↓

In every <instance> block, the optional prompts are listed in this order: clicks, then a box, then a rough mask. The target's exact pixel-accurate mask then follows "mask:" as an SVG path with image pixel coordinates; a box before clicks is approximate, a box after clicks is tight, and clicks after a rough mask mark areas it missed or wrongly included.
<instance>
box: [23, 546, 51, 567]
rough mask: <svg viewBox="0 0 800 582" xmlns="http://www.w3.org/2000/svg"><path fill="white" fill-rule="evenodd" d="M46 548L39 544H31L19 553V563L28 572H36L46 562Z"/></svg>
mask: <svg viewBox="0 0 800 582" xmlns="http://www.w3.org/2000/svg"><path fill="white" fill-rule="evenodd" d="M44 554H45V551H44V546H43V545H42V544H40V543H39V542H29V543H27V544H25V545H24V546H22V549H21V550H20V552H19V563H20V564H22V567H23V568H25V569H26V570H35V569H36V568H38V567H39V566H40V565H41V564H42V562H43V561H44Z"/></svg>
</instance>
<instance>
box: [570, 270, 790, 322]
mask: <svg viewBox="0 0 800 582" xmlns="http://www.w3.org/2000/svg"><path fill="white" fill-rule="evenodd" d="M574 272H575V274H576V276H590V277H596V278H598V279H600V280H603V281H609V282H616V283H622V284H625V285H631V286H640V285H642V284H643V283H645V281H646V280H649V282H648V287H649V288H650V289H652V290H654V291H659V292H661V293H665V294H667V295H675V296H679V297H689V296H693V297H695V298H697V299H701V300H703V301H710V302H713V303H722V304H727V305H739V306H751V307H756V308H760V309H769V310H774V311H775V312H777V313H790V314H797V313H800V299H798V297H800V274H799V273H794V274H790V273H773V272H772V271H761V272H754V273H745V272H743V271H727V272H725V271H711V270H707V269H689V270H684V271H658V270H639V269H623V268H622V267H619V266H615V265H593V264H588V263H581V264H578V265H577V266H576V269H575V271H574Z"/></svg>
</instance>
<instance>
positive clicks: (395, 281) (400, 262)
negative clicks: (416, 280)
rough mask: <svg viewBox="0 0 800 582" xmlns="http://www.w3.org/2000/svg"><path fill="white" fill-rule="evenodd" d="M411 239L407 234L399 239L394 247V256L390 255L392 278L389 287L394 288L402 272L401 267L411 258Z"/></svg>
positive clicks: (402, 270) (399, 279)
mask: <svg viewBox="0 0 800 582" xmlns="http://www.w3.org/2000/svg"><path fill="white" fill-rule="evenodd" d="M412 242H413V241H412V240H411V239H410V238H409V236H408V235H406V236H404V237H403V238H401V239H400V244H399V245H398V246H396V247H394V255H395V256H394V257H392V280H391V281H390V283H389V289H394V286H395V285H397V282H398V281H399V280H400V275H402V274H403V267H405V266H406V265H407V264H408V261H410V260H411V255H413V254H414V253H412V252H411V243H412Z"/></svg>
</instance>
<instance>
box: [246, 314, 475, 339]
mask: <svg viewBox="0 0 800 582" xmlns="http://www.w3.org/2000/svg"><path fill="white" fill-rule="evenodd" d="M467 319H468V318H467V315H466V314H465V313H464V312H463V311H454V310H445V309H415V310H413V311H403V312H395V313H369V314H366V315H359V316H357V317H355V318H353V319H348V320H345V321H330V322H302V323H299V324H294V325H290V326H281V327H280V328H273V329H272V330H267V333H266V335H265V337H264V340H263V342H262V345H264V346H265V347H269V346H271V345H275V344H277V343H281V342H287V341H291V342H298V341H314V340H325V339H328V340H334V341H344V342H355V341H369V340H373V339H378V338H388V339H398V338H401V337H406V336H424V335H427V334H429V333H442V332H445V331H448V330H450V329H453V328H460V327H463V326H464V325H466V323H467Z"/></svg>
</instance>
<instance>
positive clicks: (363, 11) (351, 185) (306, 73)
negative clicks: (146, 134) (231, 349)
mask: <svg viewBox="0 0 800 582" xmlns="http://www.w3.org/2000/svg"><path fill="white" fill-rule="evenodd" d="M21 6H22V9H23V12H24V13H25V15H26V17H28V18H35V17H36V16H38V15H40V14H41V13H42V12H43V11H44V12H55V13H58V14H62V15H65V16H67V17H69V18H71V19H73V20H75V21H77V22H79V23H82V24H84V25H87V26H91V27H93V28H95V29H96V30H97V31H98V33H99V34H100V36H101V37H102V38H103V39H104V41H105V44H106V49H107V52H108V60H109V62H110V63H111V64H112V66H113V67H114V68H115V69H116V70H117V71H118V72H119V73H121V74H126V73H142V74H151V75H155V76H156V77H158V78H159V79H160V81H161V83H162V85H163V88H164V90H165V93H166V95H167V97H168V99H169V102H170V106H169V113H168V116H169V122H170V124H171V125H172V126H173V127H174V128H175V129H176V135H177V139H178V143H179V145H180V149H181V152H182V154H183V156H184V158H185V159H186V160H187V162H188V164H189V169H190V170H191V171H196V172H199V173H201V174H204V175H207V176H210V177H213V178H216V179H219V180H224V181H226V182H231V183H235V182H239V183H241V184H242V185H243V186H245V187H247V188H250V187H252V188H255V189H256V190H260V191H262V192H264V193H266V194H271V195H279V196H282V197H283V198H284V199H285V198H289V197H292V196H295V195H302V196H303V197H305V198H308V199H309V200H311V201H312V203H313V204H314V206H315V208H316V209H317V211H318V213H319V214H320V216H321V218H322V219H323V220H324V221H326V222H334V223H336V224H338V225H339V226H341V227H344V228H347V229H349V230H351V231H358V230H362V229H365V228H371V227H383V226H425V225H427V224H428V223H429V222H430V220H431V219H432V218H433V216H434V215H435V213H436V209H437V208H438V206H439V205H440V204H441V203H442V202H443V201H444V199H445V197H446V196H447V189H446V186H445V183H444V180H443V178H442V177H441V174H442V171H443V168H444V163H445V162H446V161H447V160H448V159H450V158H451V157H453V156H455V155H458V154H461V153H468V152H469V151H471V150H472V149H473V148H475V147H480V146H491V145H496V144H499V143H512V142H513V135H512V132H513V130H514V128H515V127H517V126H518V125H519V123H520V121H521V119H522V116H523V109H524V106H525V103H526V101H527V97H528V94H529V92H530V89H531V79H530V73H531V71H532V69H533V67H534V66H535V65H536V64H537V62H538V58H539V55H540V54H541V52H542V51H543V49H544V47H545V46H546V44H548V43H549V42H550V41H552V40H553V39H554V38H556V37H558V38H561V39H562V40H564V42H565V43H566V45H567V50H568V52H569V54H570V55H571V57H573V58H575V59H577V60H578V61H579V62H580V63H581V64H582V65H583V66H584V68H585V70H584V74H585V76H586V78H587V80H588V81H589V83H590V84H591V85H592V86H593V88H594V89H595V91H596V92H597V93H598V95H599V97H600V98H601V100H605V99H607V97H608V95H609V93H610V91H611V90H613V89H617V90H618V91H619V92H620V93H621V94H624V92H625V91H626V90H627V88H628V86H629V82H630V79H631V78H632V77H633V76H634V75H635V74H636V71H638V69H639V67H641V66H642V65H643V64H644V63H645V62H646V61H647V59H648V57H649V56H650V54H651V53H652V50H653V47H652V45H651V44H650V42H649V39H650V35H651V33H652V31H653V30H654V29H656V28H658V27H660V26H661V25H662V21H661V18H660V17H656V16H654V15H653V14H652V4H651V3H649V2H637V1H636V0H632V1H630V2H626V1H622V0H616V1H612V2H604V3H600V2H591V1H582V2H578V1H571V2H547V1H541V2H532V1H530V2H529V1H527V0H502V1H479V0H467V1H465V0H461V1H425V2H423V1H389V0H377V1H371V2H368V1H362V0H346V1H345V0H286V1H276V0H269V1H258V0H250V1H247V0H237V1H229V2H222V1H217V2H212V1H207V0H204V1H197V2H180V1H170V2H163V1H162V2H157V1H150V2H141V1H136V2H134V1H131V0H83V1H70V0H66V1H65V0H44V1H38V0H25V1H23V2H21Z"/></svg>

↑

* TASK OBJECTIVE *
Can you reproduce all of the items above line for line, without changing a single character?

* WRITTEN RESPONSE *
In every <instance> block, the optional prompts are listed in this order: clicks, then a box, then a rough mask. The target's exact pixel-accurate mask then follows "mask:" as an SVG path with image pixel coordinates; a box before clicks is approximate, a box after clicks is tight, and clicks after a rough mask mark areas it missed or wrongly included.
<instance>
box: [23, 546, 51, 567]
rough mask: <svg viewBox="0 0 800 582" xmlns="http://www.w3.org/2000/svg"><path fill="white" fill-rule="evenodd" d="M46 548L39 544H31L19 553V563L28 572H36L46 562Z"/></svg>
mask: <svg viewBox="0 0 800 582" xmlns="http://www.w3.org/2000/svg"><path fill="white" fill-rule="evenodd" d="M44 554H45V551H44V546H43V545H42V544H40V543H39V542H29V543H27V544H25V545H24V546H22V549H21V550H20V552H19V563H20V564H22V567H23V568H25V569H26V570H35V569H36V568H38V567H39V566H40V565H41V564H42V562H43V561H44Z"/></svg>
</instance>
<instance>
box: [570, 270, 790, 322]
mask: <svg viewBox="0 0 800 582" xmlns="http://www.w3.org/2000/svg"><path fill="white" fill-rule="evenodd" d="M574 272H575V274H576V276H590V277H596V278H598V279H600V280H603V281H609V282H616V283H622V284H625V285H631V286H640V285H642V284H643V283H645V281H646V280H649V282H648V287H649V288H650V289H652V290H654V291H659V292H661V293H665V294H667V295H675V296H679V297H689V296H693V297H695V298H697V299H701V300H703V301H710V302H713V303H722V304H727V305H739V306H751V307H756V308H760V309H769V310H774V311H775V312H777V313H790V314H797V313H800V299H798V297H800V274H799V273H794V274H790V273H773V272H772V271H761V272H754V273H745V272H743V271H727V272H725V271H711V270H707V269H689V270H684V271H658V270H639V269H623V268H622V267H619V266H615V265H593V264H588V263H581V264H578V265H577V266H576V269H575V271H574Z"/></svg>
</instance>
<instance>
positive clicks: (395, 281) (400, 262)
negative clicks: (416, 280)
rough mask: <svg viewBox="0 0 800 582" xmlns="http://www.w3.org/2000/svg"><path fill="white" fill-rule="evenodd" d="M411 239L407 234L399 239L394 247V256L390 255L392 278L389 287L394 288L402 272L401 267L411 258Z"/></svg>
positive clicks: (402, 270) (399, 279)
mask: <svg viewBox="0 0 800 582" xmlns="http://www.w3.org/2000/svg"><path fill="white" fill-rule="evenodd" d="M412 242H413V241H412V240H411V239H410V238H409V236H408V235H406V236H404V237H403V238H401V239H400V244H399V245H398V246H396V247H394V255H395V256H394V257H392V280H391V281H390V283H389V289H394V286H395V285H397V282H398V281H399V280H400V275H402V274H403V267H405V266H406V265H407V264H408V261H410V260H411V255H413V254H414V253H412V252H411V243H412Z"/></svg>
</instance>
<instance>
box: [246, 314, 475, 339]
mask: <svg viewBox="0 0 800 582" xmlns="http://www.w3.org/2000/svg"><path fill="white" fill-rule="evenodd" d="M467 319H468V318H467V315H466V314H465V313H464V312H463V311H454V310H445V309H415V310H413V311H403V312H395V313H369V314H366V315H359V316H357V317H355V318H353V319H348V320H345V321H330V322H302V323H299V324H294V325H290V326H281V327H280V328H273V329H272V330H267V333H266V335H265V337H264V340H263V342H262V345H264V346H265V347H269V346H271V345H275V344H277V343H281V342H287V341H291V342H298V341H314V340H325V339H328V340H334V341H344V342H355V341H369V340H373V339H378V338H388V339H398V338H401V337H406V336H424V335H427V334H429V333H442V332H445V331H448V330H450V329H453V328H460V327H463V326H464V325H466V323H467Z"/></svg>
</instance>
<instance>
positive clicks: (363, 11) (351, 185) (306, 73)
negative clicks: (146, 134) (231, 349)
mask: <svg viewBox="0 0 800 582" xmlns="http://www.w3.org/2000/svg"><path fill="white" fill-rule="evenodd" d="M21 6H22V9H23V12H24V13H25V15H26V17H28V18H35V17H36V16H38V15H40V14H41V13H42V12H43V11H44V12H55V13H58V14H62V15H65V16H67V17H69V18H71V19H73V20H75V21H77V22H79V23H82V24H84V25H87V26H91V27H93V28H95V29H96V30H97V31H98V33H99V34H100V36H101V37H102V38H103V39H104V41H105V44H106V49H107V52H108V60H109V62H110V63H111V64H112V66H113V67H114V68H115V69H116V70H117V71H118V72H119V73H121V74H126V73H142V74H151V75H155V76H156V77H158V78H159V79H160V81H161V83H162V85H163V88H164V90H165V93H166V95H167V97H168V99H169V102H170V106H169V113H168V116H169V122H170V124H171V125H172V126H173V127H174V128H175V129H176V135H177V139H178V143H179V145H180V149H181V152H182V154H183V156H184V158H185V159H186V160H187V162H188V164H189V169H190V170H191V171H196V172H199V173H201V174H204V175H207V176H210V177H213V178H216V179H219V180H224V181H226V182H231V183H235V182H239V183H241V184H242V185H243V186H245V187H247V188H250V187H252V188H255V189H256V190H260V191H262V192H264V193H266V194H271V195H279V196H282V197H283V198H284V199H285V198H289V197H292V196H295V195H302V196H303V197H305V198H308V199H309V200H311V201H312V203H313V204H314V206H315V208H316V209H317V211H318V213H319V214H320V216H321V218H322V219H323V220H324V221H326V222H334V223H336V224H338V225H339V226H341V227H344V228H347V229H349V230H351V231H358V230H362V229H365V228H371V227H383V226H425V225H427V224H428V223H429V222H430V220H431V219H432V218H433V216H434V215H435V213H436V209H437V208H438V206H439V205H440V204H441V203H442V202H443V201H444V199H445V197H446V196H447V189H446V186H445V183H444V180H443V178H442V177H441V174H442V171H443V168H444V163H445V162H446V161H447V160H448V159H450V158H451V157H453V156H455V155H458V154H461V153H468V152H469V151H471V150H472V149H473V148H475V147H480V146H491V145H496V144H499V143H512V142H513V135H512V132H513V130H514V128H515V127H517V126H518V125H519V123H520V121H521V119H522V116H523V109H524V106H525V103H526V101H527V97H528V94H529V92H530V89H531V79H530V73H531V71H532V69H533V67H534V66H535V65H536V64H537V62H538V58H539V55H540V54H541V52H542V51H543V49H544V47H545V46H546V44H548V43H549V42H550V41H552V40H553V39H554V38H556V37H558V38H561V39H562V40H564V42H565V43H566V45H567V50H568V52H569V54H570V55H571V57H573V58H575V59H577V60H578V61H579V62H580V63H581V64H582V65H583V66H584V68H585V70H584V74H585V76H586V78H587V80H588V81H589V83H590V84H591V85H592V86H593V88H594V89H595V91H596V92H597V93H598V95H599V97H600V98H601V100H605V99H607V97H608V95H609V93H610V91H611V90H613V89H617V90H618V91H619V92H620V93H621V94H624V92H625V91H626V90H627V88H628V86H629V82H630V79H631V78H632V77H633V76H634V75H635V74H636V71H638V69H639V67H641V66H642V65H643V64H644V63H645V62H646V61H647V59H648V57H649V56H650V54H651V53H652V50H653V47H652V45H651V44H650V42H649V39H650V35H651V33H652V31H653V30H654V29H656V28H658V27H660V26H661V25H662V21H661V18H660V17H656V16H654V15H653V14H652V4H651V3H649V2H637V1H636V0H632V1H630V2H626V1H622V0H616V1H612V2H604V3H600V2H591V1H582V2H578V1H571V2H547V1H541V2H532V1H530V2H529V1H527V0H502V1H479V0H467V1H465V0H461V1H425V2H423V1H389V0H377V1H371V2H368V1H362V0H346V1H345V0H286V1H276V0H269V1H258V0H250V1H247V0H237V1H229V2H222V1H217V2H212V1H207V0H204V1H197V2H180V1H170V2H163V1H162V2H157V1H150V2H141V1H136V2H134V1H131V0H83V1H70V0H66V1H65V0H44V1H38V0H25V1H23V2H21Z"/></svg>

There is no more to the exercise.